### PROBLEM DETAILS
Output the following listing lines verbatim, beginning at the line that contains "Where can the red digital" and stopping after the line that contains "point(296, 18)".

Point placement records
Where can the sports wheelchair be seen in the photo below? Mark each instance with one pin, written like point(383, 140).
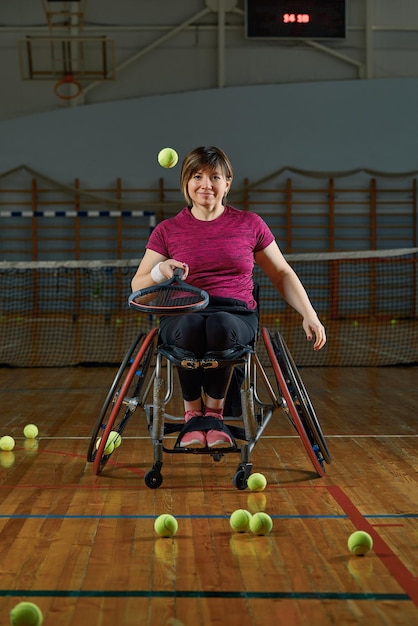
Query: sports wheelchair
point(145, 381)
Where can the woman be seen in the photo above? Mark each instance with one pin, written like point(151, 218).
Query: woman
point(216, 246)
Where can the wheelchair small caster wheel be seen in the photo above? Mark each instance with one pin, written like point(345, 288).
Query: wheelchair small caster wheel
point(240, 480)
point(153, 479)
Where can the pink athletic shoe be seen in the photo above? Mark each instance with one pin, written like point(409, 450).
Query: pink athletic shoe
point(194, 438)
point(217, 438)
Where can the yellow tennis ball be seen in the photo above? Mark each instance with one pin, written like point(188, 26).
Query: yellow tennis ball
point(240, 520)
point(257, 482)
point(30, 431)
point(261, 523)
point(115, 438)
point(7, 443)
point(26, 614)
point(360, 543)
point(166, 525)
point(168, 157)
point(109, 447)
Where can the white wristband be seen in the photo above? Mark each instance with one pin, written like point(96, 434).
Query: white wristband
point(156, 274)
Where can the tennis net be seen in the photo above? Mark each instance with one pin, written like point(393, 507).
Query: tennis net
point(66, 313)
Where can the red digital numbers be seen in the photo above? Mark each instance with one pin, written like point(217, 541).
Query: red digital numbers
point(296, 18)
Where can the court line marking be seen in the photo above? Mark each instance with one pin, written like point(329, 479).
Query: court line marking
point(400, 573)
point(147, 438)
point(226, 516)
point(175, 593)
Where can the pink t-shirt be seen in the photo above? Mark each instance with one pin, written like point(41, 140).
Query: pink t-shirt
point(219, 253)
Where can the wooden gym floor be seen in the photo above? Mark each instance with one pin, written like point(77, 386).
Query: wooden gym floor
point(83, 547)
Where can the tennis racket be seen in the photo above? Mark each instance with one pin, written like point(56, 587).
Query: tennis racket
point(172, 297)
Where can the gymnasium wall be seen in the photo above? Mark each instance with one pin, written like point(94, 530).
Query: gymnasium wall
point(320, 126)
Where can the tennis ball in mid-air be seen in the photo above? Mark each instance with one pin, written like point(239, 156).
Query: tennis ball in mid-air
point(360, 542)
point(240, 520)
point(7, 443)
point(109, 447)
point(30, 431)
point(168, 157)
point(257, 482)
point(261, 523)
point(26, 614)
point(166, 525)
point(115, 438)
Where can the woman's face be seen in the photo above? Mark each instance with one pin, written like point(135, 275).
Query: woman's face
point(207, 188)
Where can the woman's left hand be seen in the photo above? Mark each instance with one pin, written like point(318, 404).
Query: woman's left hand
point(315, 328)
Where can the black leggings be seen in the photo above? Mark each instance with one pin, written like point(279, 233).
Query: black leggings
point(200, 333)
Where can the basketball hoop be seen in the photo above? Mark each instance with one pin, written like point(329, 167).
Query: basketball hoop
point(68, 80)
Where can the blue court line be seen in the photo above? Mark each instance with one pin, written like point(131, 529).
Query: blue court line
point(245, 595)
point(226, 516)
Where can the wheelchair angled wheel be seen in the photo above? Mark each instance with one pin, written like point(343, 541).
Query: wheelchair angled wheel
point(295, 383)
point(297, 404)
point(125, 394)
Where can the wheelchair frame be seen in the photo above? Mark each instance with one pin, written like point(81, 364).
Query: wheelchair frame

* * *

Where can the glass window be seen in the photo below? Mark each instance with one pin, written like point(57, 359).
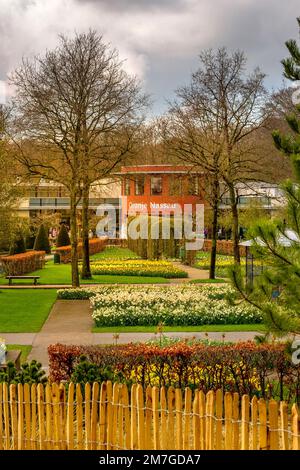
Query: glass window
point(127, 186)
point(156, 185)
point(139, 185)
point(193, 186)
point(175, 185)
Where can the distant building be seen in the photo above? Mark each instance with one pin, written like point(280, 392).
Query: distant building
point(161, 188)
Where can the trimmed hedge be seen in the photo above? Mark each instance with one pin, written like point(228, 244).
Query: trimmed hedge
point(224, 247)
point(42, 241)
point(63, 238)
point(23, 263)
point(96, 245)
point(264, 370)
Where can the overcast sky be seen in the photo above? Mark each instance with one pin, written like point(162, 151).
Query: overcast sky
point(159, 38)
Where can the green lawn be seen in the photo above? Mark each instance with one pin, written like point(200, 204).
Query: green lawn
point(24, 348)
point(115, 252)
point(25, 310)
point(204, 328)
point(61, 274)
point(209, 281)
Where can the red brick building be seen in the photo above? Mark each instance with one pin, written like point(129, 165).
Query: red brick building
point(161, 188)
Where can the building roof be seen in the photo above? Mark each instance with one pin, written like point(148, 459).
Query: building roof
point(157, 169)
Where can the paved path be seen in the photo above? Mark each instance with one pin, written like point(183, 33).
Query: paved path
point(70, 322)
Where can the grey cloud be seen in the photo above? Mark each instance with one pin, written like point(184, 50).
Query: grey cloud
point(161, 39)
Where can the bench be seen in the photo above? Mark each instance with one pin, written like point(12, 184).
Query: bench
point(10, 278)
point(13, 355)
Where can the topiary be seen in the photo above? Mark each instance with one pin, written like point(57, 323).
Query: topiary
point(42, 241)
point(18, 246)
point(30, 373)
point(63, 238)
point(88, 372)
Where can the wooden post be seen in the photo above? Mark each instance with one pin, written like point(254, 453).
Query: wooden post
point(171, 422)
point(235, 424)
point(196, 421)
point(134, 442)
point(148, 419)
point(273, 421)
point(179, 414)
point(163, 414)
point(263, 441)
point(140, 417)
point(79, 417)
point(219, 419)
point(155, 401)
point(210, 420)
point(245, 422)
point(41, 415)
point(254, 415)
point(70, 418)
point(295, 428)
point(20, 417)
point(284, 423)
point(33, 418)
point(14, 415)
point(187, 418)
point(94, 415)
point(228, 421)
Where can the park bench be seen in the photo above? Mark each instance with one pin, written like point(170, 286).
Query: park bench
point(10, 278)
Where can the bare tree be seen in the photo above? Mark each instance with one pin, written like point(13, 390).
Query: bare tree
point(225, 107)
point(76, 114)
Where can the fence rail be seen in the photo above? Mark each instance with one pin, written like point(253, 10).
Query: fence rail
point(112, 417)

* * *

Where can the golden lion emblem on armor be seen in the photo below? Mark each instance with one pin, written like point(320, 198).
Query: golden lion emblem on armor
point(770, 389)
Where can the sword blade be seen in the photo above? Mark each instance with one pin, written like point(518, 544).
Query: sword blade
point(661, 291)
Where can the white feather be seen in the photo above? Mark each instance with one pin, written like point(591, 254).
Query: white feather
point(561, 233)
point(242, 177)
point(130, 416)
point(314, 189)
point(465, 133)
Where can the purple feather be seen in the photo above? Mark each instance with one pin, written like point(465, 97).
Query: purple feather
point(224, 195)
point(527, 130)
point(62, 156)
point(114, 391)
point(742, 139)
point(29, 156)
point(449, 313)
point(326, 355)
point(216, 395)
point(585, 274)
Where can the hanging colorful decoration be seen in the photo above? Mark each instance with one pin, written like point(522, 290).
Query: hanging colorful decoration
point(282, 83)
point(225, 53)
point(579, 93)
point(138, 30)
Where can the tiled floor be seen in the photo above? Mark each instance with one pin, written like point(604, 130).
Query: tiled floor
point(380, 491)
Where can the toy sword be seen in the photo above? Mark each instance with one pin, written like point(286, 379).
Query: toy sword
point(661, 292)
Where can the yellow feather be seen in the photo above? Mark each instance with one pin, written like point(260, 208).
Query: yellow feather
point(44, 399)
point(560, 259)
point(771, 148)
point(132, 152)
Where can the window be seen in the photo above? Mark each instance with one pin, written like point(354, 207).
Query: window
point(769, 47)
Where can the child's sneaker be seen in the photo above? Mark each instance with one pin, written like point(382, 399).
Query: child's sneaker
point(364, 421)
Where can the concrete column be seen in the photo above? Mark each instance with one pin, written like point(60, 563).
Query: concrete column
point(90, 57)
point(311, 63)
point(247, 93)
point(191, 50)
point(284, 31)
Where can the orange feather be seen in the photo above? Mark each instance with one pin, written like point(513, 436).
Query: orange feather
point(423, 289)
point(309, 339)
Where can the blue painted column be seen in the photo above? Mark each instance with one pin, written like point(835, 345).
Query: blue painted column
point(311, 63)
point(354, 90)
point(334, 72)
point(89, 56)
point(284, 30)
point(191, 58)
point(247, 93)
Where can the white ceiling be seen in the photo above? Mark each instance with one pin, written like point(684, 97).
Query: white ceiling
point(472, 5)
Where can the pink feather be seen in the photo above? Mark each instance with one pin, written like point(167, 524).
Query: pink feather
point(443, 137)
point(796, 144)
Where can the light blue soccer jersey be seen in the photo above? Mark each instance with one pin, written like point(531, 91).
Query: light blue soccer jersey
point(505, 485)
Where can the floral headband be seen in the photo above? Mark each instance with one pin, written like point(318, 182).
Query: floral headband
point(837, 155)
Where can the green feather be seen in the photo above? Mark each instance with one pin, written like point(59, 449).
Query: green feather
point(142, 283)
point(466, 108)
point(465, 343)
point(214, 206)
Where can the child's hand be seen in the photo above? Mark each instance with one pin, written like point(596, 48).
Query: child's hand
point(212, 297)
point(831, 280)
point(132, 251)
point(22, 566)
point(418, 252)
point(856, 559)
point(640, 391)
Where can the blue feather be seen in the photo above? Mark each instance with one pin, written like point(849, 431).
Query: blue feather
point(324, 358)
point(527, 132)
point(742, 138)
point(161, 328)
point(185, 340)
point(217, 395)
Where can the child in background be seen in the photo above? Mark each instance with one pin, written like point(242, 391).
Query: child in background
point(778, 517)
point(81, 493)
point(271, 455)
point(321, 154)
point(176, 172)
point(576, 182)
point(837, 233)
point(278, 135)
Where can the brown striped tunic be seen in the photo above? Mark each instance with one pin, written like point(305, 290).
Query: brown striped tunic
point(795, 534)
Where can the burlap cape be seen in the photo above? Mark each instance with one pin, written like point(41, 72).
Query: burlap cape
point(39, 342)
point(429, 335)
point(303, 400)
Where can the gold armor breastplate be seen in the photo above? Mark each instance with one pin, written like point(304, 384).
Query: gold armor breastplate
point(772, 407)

### PROBLEM SOLUTION
Where can the red digital numbers be seen in the photo above? Mark each instance with one pin, written like point(217, 541).
Query: red digital numbers
point(296, 18)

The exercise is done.